__What the task requires__
Lay out as a Markdown table, with columns headed "Number" and "Line", only the part that opens with the line containing "# segment the" and closes with the line containing "462L272 454L266 444L257", both included. Give each line its own row, numbered in order, and omit blank lines.

__Supplied entries__
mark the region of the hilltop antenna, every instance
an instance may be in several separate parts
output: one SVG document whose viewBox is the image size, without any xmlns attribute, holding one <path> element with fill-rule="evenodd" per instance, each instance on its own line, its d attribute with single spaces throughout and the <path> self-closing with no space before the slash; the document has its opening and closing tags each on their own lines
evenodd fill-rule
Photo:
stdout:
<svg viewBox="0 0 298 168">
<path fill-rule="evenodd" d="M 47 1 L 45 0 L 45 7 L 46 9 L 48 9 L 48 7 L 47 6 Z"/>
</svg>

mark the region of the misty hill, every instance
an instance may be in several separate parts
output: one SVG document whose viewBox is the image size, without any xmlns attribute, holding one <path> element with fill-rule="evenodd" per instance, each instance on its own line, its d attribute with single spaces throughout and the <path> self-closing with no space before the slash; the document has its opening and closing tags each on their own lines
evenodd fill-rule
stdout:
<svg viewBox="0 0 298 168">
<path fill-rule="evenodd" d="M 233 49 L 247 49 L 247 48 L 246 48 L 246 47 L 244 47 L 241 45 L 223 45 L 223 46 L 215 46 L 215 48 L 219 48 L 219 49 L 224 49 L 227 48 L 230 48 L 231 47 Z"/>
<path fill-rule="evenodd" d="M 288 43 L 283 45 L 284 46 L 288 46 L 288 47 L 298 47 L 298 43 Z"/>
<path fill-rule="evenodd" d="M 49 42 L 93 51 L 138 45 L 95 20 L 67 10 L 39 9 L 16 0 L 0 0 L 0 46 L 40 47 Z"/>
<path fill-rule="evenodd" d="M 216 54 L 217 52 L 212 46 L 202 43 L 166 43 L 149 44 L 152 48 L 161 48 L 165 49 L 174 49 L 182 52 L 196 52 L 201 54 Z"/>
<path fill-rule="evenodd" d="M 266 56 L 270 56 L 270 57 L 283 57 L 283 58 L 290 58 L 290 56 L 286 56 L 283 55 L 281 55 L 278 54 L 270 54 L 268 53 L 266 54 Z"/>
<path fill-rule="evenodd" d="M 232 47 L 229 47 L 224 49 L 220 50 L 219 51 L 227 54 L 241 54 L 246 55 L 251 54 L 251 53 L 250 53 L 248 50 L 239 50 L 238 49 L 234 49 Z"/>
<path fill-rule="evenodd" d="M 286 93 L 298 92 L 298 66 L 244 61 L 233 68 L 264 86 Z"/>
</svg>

...

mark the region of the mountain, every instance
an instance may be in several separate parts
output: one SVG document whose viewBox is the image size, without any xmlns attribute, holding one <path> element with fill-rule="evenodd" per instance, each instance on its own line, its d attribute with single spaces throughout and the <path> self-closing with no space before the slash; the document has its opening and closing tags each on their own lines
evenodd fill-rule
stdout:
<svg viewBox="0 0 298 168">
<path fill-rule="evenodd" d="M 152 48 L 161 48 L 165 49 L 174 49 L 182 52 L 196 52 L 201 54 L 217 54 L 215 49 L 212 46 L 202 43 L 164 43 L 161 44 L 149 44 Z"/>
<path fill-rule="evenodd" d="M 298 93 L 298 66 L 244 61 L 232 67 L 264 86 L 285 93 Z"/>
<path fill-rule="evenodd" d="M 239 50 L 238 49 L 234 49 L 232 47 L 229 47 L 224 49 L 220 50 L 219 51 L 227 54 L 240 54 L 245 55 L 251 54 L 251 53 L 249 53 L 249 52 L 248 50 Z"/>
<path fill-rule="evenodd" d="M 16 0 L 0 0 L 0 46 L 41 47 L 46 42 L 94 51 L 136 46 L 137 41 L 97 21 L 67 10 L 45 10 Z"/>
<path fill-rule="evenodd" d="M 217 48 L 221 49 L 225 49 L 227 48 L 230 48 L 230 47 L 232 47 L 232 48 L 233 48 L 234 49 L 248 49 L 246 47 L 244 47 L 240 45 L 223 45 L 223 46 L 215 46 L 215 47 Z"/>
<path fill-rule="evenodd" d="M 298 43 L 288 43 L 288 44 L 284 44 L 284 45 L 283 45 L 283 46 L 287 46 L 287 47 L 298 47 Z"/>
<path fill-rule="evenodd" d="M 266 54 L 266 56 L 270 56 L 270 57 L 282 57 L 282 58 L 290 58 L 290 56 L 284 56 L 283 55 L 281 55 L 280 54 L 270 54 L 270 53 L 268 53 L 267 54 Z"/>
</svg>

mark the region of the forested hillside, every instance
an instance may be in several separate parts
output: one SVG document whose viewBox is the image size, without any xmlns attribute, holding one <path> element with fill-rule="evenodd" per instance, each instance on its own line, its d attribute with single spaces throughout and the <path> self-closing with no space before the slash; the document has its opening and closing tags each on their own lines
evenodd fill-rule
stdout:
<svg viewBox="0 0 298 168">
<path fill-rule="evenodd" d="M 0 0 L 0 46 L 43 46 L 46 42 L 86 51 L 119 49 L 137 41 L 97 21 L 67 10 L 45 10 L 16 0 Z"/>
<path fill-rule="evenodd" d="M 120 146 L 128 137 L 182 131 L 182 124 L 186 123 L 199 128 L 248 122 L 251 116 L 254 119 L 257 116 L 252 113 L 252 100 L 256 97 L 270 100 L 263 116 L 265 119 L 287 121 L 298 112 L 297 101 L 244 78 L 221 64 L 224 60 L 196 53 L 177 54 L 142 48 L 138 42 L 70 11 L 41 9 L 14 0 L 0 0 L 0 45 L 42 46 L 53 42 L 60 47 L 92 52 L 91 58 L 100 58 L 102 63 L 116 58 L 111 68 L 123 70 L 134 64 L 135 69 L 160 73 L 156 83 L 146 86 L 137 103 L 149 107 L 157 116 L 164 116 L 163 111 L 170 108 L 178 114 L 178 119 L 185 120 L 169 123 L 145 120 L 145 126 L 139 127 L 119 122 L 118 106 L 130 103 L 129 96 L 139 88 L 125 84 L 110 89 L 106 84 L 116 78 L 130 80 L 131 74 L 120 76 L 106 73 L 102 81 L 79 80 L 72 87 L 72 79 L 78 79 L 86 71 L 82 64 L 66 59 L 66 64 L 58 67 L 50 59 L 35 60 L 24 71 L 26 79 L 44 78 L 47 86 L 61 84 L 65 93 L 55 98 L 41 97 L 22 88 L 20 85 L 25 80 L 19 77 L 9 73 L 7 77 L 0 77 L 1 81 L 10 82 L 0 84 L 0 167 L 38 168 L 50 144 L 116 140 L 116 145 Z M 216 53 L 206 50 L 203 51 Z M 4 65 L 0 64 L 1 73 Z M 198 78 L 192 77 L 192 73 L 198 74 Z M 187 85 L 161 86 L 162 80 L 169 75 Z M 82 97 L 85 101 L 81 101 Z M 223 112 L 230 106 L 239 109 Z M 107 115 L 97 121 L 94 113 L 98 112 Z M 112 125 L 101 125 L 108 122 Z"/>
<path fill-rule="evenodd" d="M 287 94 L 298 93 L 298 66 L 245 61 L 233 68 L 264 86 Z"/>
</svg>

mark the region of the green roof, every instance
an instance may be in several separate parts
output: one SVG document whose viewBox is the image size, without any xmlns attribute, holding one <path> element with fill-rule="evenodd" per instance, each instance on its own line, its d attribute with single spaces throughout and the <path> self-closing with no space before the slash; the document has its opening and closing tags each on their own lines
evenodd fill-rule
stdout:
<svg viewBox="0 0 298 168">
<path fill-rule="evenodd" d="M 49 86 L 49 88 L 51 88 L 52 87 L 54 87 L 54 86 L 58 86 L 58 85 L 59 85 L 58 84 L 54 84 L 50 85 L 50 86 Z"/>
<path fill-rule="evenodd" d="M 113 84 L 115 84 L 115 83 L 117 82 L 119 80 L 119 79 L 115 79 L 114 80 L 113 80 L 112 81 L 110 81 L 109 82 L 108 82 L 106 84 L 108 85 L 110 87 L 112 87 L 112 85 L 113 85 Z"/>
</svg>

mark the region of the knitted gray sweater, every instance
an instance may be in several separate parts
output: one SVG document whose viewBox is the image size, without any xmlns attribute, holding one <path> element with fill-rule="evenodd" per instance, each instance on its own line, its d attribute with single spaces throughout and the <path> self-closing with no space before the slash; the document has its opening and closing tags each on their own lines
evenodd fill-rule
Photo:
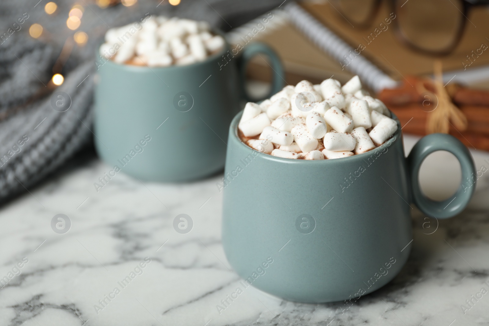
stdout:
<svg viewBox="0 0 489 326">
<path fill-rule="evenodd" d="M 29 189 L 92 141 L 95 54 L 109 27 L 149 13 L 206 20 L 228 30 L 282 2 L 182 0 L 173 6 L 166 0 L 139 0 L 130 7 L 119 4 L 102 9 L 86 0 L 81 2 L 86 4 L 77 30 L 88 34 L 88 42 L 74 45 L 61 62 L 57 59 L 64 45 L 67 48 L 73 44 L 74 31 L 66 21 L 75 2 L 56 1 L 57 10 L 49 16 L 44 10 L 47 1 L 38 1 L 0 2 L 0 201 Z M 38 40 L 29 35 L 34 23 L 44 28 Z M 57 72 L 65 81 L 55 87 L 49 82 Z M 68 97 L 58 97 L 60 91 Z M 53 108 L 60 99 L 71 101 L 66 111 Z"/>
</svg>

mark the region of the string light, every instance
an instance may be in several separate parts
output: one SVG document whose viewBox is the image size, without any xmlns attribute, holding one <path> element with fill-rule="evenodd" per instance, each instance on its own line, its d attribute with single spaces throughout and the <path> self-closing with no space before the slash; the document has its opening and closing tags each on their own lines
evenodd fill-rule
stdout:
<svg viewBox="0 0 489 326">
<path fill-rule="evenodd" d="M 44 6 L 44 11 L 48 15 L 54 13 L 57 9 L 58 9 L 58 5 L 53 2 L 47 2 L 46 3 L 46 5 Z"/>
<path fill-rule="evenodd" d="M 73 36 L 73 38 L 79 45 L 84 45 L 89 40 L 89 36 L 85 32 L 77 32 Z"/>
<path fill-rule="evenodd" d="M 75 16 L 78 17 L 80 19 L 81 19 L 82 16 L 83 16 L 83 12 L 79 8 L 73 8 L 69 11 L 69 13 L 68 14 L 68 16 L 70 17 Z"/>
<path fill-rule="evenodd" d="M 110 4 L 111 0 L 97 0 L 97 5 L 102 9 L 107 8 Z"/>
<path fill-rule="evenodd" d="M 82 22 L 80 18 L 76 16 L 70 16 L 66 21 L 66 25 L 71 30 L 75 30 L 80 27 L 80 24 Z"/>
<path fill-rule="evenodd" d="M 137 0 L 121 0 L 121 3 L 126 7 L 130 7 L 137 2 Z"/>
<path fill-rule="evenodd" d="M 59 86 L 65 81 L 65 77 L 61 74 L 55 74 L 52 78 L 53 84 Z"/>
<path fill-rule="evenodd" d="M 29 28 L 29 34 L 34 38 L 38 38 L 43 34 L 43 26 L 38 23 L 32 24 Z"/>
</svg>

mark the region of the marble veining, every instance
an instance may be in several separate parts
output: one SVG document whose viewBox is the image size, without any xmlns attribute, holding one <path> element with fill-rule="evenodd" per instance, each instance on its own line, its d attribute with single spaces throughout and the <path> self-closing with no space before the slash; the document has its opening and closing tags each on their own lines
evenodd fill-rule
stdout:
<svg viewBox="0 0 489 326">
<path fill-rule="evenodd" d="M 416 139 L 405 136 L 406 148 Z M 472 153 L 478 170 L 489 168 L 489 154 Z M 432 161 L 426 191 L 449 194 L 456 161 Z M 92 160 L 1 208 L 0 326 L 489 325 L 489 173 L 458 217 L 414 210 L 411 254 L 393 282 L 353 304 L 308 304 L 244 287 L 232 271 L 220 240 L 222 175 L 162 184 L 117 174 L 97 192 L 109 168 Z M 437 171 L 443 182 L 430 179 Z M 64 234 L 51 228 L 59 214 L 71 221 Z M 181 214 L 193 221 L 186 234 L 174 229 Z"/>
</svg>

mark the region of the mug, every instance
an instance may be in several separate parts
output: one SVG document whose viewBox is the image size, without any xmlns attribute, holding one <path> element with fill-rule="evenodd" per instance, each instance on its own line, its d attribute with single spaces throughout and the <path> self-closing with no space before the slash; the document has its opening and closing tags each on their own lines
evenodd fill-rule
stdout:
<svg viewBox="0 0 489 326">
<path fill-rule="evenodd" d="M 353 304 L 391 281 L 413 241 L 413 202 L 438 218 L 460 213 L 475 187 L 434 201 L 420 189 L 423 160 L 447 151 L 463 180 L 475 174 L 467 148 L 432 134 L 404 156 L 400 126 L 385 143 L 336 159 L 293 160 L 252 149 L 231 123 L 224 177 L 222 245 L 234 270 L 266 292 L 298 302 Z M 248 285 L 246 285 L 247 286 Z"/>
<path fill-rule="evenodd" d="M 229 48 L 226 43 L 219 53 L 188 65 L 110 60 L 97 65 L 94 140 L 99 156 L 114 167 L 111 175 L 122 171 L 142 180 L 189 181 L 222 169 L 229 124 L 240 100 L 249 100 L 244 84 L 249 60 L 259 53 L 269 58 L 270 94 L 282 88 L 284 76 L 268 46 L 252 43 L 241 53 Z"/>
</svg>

...

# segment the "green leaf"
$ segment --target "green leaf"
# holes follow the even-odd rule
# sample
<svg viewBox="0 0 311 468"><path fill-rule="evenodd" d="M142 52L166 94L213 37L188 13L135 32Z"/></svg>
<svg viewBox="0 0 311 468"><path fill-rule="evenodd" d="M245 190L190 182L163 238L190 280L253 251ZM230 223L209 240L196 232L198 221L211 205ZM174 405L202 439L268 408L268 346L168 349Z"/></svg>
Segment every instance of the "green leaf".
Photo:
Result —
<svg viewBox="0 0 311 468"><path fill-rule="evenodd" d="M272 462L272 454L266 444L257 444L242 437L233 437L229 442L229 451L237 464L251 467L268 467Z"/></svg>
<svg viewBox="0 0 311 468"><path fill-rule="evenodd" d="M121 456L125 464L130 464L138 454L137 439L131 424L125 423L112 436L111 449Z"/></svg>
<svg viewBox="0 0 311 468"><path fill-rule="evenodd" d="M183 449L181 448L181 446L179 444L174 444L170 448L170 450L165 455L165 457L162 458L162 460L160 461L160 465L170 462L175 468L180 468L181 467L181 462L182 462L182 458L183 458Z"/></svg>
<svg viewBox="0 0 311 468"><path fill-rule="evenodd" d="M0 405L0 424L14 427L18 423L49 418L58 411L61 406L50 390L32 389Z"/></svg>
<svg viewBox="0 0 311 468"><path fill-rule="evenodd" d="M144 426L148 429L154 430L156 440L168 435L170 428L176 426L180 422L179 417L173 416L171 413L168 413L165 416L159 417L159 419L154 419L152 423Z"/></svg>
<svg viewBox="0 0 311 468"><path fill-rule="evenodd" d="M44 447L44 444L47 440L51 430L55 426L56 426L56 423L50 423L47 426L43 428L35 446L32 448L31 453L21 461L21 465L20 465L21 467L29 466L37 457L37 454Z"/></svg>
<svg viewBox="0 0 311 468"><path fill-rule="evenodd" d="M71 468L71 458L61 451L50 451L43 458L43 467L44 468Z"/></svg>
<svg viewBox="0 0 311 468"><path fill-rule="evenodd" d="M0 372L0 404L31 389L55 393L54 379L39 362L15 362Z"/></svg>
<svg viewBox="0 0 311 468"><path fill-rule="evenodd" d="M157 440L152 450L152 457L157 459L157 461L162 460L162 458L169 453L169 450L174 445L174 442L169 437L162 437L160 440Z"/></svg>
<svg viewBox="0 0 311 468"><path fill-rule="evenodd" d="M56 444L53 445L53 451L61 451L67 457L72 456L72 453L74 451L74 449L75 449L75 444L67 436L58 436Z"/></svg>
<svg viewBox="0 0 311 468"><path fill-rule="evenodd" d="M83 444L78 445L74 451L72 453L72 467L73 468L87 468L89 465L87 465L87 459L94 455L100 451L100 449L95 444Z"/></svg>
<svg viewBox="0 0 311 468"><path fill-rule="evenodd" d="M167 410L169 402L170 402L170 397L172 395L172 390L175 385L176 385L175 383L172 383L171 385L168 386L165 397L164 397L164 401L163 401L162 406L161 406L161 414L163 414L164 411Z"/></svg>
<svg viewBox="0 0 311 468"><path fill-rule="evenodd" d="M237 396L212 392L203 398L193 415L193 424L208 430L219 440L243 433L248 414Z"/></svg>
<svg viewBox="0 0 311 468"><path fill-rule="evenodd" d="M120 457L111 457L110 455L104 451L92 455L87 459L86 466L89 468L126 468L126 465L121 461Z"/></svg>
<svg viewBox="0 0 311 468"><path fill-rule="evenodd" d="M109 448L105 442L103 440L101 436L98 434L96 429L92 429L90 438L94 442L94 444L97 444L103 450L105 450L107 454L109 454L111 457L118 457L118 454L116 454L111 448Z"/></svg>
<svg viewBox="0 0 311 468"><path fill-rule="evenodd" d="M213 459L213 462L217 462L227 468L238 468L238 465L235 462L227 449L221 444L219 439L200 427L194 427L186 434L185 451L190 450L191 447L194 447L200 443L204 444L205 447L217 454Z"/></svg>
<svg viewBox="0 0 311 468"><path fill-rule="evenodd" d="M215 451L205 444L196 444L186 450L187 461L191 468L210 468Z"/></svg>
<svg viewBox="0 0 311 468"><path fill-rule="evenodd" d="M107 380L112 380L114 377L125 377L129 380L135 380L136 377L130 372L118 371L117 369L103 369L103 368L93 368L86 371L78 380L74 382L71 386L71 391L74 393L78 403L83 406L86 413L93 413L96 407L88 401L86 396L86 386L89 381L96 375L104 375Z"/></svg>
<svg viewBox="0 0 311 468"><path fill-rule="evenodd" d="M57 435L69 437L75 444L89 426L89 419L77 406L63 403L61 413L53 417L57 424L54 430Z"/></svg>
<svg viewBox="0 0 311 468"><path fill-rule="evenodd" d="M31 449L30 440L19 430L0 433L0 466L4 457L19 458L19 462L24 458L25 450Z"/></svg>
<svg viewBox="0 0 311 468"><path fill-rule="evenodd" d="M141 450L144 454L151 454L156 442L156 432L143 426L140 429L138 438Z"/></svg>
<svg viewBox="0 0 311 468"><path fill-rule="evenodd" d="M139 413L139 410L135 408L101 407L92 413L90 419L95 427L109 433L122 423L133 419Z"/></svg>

__Exercise answer__
| Number | Line |
|---|---|
| 1 | # segment the "green leaf" |
| 2 | $ segment --target "green leaf" |
| 3 | # holes follow the even-odd rule |
| 4 | # sample |
| 5 | <svg viewBox="0 0 311 468"><path fill-rule="evenodd" d="M142 52L166 94L213 37L188 13L135 32Z"/></svg> |
| 6 | <svg viewBox="0 0 311 468"><path fill-rule="evenodd" d="M245 190L190 182L163 238L190 280L253 251ZM230 223L209 240L196 232L198 221L211 205ZM174 405L202 439L268 408L268 346L168 349Z"/></svg> |
| 7 | Segment every instance of the "green leaf". |
| 8 | Photo: |
| 9 | Result — |
| 10 | <svg viewBox="0 0 311 468"><path fill-rule="evenodd" d="M272 462L272 454L266 444L257 444L242 437L233 437L229 442L229 451L237 464L251 467L268 467Z"/></svg> |